[DATA TO EXAMINE — start]
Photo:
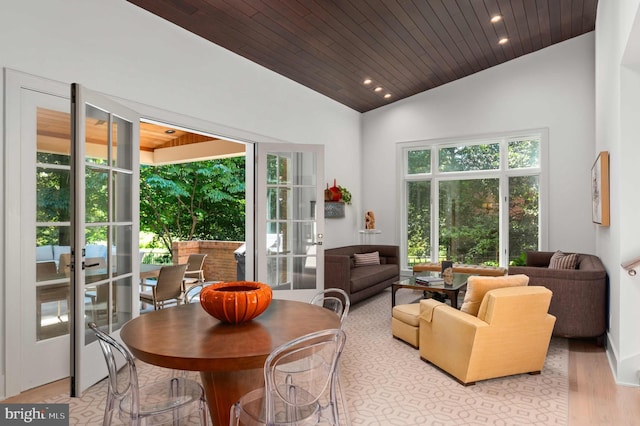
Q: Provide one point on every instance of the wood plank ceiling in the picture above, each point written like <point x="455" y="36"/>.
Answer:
<point x="404" y="46"/>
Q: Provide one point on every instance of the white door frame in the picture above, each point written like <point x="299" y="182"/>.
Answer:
<point x="10" y="310"/>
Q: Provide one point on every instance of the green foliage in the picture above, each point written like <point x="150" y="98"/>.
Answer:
<point x="346" y="195"/>
<point x="519" y="261"/>
<point x="469" y="208"/>
<point x="201" y="200"/>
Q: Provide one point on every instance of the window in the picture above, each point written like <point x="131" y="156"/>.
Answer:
<point x="472" y="201"/>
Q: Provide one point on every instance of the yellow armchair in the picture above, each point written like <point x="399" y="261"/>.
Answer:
<point x="510" y="335"/>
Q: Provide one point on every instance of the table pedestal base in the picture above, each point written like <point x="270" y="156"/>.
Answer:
<point x="223" y="389"/>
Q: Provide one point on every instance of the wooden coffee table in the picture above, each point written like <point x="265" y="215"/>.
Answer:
<point x="451" y="291"/>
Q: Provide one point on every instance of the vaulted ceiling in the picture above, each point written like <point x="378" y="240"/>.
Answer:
<point x="403" y="47"/>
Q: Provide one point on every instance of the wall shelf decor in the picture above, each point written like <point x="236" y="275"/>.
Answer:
<point x="333" y="209"/>
<point x="600" y="189"/>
[DATA TO EXAMINE — finish]
(WORK INSTRUCTIONS): Return all of the lines above without alteration, minus the pictures.

(WRITTEN ANSWER):
Photo:
Q: Provide one point on every instance of the wood plank ceiling in the picture above, each point written like <point x="455" y="36"/>.
Answer:
<point x="404" y="46"/>
Q: Provide one point on every instance of the white door frame in the picture above, each point written like <point x="299" y="182"/>.
Answer:
<point x="10" y="310"/>
Q: Provide one point on every instance of the green foliage in the picture above, each point written like <point x="150" y="98"/>.
Answer:
<point x="346" y="195"/>
<point x="519" y="261"/>
<point x="469" y="208"/>
<point x="201" y="200"/>
Q: Provide one point on every instance of the window in the picture above, each point written like <point x="131" y="156"/>.
Answer:
<point x="472" y="201"/>
Q: Provide one point on every instance of the yellow armchair in the picture above, each point written like <point x="399" y="261"/>.
Answer:
<point x="510" y="335"/>
Q: Provide one point on every instance of the table pedestal base in the picture above, each point written like <point x="270" y="156"/>.
Answer:
<point x="223" y="389"/>
Q: Provide one point on every instance of the wooden coffee table in the picture above, each point written like <point x="265" y="215"/>.
Answer:
<point x="451" y="291"/>
Q: Provide one point on every instance of the vaulted ceiling in the picture above, each point written like <point x="378" y="240"/>.
Answer:
<point x="403" y="47"/>
Q: Provide one point on every instance of the wall shelf decor in the picture above, each point written like <point x="236" y="275"/>.
Answer:
<point x="333" y="209"/>
<point x="600" y="189"/>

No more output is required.